**Written task**.
Please give the listing below as a two-column CSV headed "input" and "output", with one row for each text and its answer. Quote every field and turn line breaks into spaces.
* BEGIN Material to process *
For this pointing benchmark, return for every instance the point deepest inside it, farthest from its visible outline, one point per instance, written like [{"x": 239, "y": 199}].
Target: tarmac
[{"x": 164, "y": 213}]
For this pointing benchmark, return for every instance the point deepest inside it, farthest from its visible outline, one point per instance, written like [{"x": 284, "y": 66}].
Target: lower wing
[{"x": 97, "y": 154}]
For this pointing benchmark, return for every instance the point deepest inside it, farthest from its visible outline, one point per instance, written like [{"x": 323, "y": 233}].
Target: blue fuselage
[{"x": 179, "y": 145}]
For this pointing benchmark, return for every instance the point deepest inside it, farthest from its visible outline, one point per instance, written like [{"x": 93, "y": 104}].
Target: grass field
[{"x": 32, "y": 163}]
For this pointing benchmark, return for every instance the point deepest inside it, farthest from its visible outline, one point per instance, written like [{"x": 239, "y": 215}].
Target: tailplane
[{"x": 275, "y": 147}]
* END Material to process *
**Output below**.
input,output
"For this pointing benchmark, return for every instance the point deepest inside it, farthest from its visible outline, one point per instance, written like [{""x"": 239, ""y"": 199}]. Target: tarmac","[{""x"": 164, ""y"": 213}]"
"For this pointing benchmark, return for every instance the point deepest inside it, farthest from its visible outline, one point per instance, written like [{""x"": 284, ""y"": 66}]. Target: lower wing","[{""x"": 97, ""y"": 154}]"
"For this pointing benchmark, return for every instance the point deepest inside it, farthest from its visible outline, one point per instance, written like [{""x"": 323, ""y"": 233}]. Target: blue fuselage","[{""x"": 179, ""y"": 145}]"
"For this pointing benchmark, return for every instance the point deepest inside it, farthest from its visible outline, one point per instance, written like [{""x"": 93, ""y"": 104}]. Target: grass field","[{""x"": 32, ""y"": 163}]"
"For this pointing benchmark, return for every instance the point deepest inside it, farthest from its visible outline, one point per instance, written like [{""x"": 239, ""y"": 215}]. Target: tailplane","[{""x"": 275, ""y"": 147}]"